--- Begin RECORDS SUPPLIED ---

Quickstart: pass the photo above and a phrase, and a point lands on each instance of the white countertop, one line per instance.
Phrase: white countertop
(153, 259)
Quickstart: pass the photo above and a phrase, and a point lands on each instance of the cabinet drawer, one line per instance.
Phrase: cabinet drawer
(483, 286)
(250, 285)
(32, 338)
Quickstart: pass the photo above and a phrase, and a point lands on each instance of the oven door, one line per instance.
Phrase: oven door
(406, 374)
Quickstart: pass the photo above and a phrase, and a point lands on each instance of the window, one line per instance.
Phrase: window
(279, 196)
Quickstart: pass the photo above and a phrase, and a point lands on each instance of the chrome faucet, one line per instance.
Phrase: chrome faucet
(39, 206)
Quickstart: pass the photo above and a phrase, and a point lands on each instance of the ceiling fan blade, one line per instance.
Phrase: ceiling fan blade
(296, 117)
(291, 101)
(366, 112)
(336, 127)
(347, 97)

--- End RECORDS SUPPLIED ---

WRITTEN TASK: Reproduce all of the data above, including every request line, but multiply each coordinate in the answers by 1.35 and round it to the nearest whole number, rounding halves up. Leave the numbers in the requests untouched.

EXERCISE RESULT:
Quickstart: pass the photo above and a phrase, and a point lands on each instance of the white countertop, one line per instance.
Phrase: white countertop
(207, 350)
Quickstart: pass the photo above and a phrase, and a point lands on each instance of the cabinet drawer, one line per instance.
Phrase: cabinet drawer
(652, 386)
(338, 385)
(43, 456)
Quickstart: pass the photo above and a phrase, and a point lands on each instance of the oven door, one line per instance.
Phrase: oven door
(548, 505)
Quickstart: pass the photo above and a phrase, and a point lands on each instance of the window, one line per instance.
Phrase: window
(377, 265)
Quickstart: pass the photo above and a phrase, and a point lands on each instance of the chrome faucet, one line per instance.
Phrase: chrome faucet
(53, 278)
Quickstart: pass the photo above and a phrase, and a point lands on each instance of the ceiling fan blade, one line per instance.
Phrase: ceiling fan blade
(400, 158)
(393, 136)
(494, 151)
(454, 171)
(468, 131)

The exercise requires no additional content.